Any picture in the data below should be skipped, while every line is repeated exactly.

Image-grounded pointing data:
⟨
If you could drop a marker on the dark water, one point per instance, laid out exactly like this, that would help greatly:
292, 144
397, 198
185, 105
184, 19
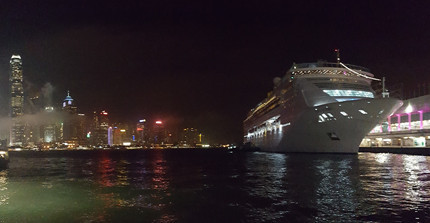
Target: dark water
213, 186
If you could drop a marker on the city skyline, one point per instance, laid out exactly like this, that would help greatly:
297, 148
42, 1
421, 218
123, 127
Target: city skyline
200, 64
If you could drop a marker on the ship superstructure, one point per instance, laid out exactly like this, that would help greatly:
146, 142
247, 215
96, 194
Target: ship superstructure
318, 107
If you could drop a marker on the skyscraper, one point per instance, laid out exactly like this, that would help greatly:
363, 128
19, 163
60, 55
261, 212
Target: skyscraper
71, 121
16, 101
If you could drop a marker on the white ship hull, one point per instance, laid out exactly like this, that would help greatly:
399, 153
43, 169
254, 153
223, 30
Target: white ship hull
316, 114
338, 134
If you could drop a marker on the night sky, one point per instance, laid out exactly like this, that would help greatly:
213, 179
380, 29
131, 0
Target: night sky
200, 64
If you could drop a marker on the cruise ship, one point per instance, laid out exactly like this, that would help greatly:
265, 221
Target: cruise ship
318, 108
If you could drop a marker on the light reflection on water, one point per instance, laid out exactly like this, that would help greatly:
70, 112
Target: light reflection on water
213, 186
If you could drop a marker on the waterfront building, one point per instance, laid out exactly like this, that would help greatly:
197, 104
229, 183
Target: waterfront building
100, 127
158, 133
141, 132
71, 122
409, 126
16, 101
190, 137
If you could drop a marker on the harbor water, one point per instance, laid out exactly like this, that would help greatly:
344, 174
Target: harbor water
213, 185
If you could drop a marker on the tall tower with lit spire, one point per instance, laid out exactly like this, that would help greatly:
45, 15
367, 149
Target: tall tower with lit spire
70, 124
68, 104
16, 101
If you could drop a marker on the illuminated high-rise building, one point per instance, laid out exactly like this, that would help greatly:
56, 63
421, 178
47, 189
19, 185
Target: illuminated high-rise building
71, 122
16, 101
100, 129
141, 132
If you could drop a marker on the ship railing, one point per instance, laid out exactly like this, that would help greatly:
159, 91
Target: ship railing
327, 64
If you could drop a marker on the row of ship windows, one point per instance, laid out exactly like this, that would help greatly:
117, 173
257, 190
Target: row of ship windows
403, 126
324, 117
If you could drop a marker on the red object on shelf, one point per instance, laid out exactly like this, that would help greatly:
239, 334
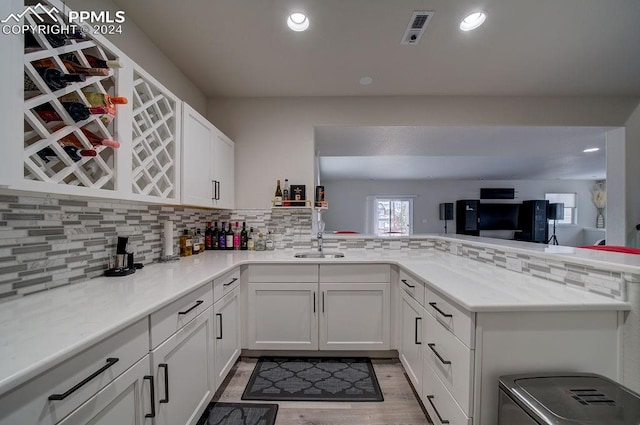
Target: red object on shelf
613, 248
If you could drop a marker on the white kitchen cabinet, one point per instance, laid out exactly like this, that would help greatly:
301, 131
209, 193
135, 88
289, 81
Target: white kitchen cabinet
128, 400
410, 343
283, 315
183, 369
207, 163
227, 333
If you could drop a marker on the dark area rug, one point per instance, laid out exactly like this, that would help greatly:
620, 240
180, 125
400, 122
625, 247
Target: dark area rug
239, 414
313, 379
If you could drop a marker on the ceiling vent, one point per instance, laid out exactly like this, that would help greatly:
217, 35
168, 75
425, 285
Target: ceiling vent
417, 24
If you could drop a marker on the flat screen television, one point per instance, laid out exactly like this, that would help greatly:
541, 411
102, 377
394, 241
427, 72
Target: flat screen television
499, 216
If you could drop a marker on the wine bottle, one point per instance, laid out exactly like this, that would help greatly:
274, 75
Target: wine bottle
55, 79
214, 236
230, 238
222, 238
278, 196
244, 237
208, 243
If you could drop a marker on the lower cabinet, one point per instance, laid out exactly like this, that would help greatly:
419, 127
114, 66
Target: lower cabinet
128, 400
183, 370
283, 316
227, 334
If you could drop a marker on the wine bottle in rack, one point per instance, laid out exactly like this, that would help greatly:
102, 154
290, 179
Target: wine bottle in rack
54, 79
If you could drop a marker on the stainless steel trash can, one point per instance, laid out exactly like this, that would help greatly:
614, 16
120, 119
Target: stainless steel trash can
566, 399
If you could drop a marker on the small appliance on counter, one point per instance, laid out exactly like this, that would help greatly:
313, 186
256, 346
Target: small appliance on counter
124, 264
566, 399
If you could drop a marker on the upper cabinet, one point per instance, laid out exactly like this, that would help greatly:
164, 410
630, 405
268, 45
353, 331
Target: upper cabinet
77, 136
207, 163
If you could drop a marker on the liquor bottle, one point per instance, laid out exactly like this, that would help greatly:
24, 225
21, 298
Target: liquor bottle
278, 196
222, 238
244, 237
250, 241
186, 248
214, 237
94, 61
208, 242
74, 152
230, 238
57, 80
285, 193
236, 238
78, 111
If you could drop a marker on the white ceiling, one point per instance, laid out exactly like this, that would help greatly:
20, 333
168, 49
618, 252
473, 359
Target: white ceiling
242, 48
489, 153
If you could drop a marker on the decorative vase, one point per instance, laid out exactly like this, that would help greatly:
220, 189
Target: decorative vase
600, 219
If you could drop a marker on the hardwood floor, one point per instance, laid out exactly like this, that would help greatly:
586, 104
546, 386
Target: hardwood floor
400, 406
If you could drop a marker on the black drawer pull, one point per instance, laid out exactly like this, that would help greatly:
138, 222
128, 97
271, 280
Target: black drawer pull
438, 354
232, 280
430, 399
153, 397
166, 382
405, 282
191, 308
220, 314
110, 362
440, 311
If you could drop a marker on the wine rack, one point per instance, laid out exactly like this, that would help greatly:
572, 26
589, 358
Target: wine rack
⟩
ANSWER TO THE PROBLEM:
If you could drop a marker on the dark water, one point per instance, laid out exactly like this, that would help greatly:
292, 144
397, 198
185, 105
184, 19
Target: dark water
213, 186
If you could drop a marker on the city skyline, one point per instance, laid out exactly like this, that would help greatly:
297, 148
42, 1
421, 218
123, 127
Target: city skyline
200, 64
If you could drop a marker on the ship superstructure, one point per instance, laid out exactly like this, that would help greatly:
146, 142
247, 215
96, 194
Target: ship superstructure
318, 107
If you could drop a marker on the skyscraper, one point per instance, laid out exactly like this, that would help greatly:
363, 128
19, 163
60, 55
261, 212
Target: skyscraper
71, 121
16, 101
If you could drop a marker on the white ship hull, one point per instance, laid out exactly like this, that would help greatly:
399, 153
43, 169
254, 153
223, 30
Target: white ship hull
316, 114
338, 134
If you could drop a marker on the night sky, one point per instance, laid out exactly like this, that would help greatly:
213, 179
380, 29
131, 0
Target: night sky
200, 64
If you could drop a marker on the cruise ship, one point per instance, laid out exactly like this, that would help greatly:
265, 221
Target: cruise ship
318, 108
If you could drop a marker on the light reflection on water, one point per instance, laid out exactly like this, that would help greatly:
70, 112
Target: light reflection on water
213, 186
If you could drop a marker on the waterfront building, one point per instance, laid out exactly like this, that would help greatly:
197, 104
229, 183
Target: waterfront building
100, 127
158, 133
141, 132
71, 122
409, 126
16, 101
190, 137
If you could drop a marker on the harbor water, one point per instance, laid out exactly like this, that would help greatly:
344, 174
Target: harbor water
213, 185
If you could drop a marker on the tall tower with lit spire, one point per instance, laid out exactly like this, that would help greatly:
45, 15
367, 149
Target: tall tower with lit spire
70, 124
68, 104
16, 101
If you could drop a marker on the illuminated high-rise building, one point per instance, laid out exactly like this, that would help greatly:
56, 63
421, 178
47, 189
19, 185
Target: illuminated high-rise building
71, 122
16, 101
100, 129
141, 132
If you could drop a marker on the ship railing, one point per instance, laid out exactly like this, that would help greatly:
159, 91
Target: ship railing
327, 64
If you could drop a marker on the row of ship windows, one point per instance, laid out exactly like this, that would help greatly:
117, 173
257, 190
Target: row of ship windows
403, 126
324, 117
If you could drop a marker on the red object on shelf, one point per instance, laid out exactly like this, that would help greatly:
239, 334
Target: red object on shelf
613, 248
If you could drop a marker on the white kitchen cabinet, one point per instance, laid out exactly like this, that would help greatly:
301, 131
209, 193
135, 88
289, 81
Target: white kitchen cabinet
128, 400
410, 343
283, 315
183, 369
207, 163
227, 333
If you could drop a marker on the dark area rug, one point per instance, laid out exactly like this, that would help greatly:
620, 240
180, 125
400, 122
625, 247
Target: dark area rug
239, 414
313, 379
If you could drop a marker on the ceiling vent, one point per instance, laid out exactly like this, that would help greatly:
217, 35
168, 75
425, 285
Target: ceiling vent
417, 24
If you could drop a marker on the flat screen television, one point per instance, laid out exactly like this, that would help greatly:
541, 411
102, 377
394, 241
427, 72
Target: flat screen television
499, 216
If you could drop a marker on the wine bottle, one point per instance, laid out exactly like this, that would help greatly:
274, 75
Target: wine bottle
55, 79
214, 236
230, 238
222, 238
278, 196
244, 237
208, 243
If you could drop a marker on the lower cabinet, one point per instance, laid out exactly like this, that would help greatly:
419, 127
114, 66
Target: lower cabinet
128, 400
183, 370
283, 316
227, 334
If you could drop a marker on the wine bottle in rack, one point per instance, laid out exactly like this, that would help greatly:
102, 154
290, 179
Target: wine bottle in rack
54, 79
If you could drop a marker on the stainless steel trash can, one point per instance, laid out exactly like this, that would help greatly:
614, 16
120, 119
Target: stainless steel trash can
566, 399
If you could drop a marker on the small appliance on counter, one point per instance, laid out exactly like this, that would help greatly:
313, 186
256, 346
Target: small appliance on counter
124, 264
566, 399
If you could drop a marker on the upper cabinet, one point per instance, laid out exactly like this, that would help greatly:
164, 410
630, 405
268, 45
353, 331
Target: upper cabinet
77, 136
207, 163
If you could drop a marker on the liquor bottle, one point per instance, laid out exactly like this, that would help greatly:
24, 225
21, 298
Target: liquor bottle
278, 196
222, 238
244, 237
250, 241
186, 248
214, 237
94, 61
208, 242
74, 152
230, 238
57, 80
285, 193
236, 238
78, 111
If you could drop a marker on the white ceiling, one point per instance, laid out exactly like this, that would help greatly:
20, 333
168, 49
618, 252
473, 359
Target: white ceiling
242, 48
489, 153
If you could drop a marker on the decorative vase, one point per instance, laid out exactly like this, that would help greatly:
220, 189
Target: decorative vase
600, 219
If you could drop a marker on the hardwood floor, one point per instance, laid out exactly like this, that would help greatly:
586, 104
546, 386
Target: hardwood floor
400, 406
If you could drop a marker on the black drawer pull, one point per instance, laid out exactly like this, that would help greatly:
138, 222
128, 97
271, 280
Target: black drawer pull
438, 354
232, 280
430, 399
153, 397
166, 382
405, 282
191, 308
220, 314
110, 362
440, 311
If you could drop a marker on the wine rack, one point per instance, laid out exactly like this, that would help greatly:
572, 26
589, 358
Target: wine rack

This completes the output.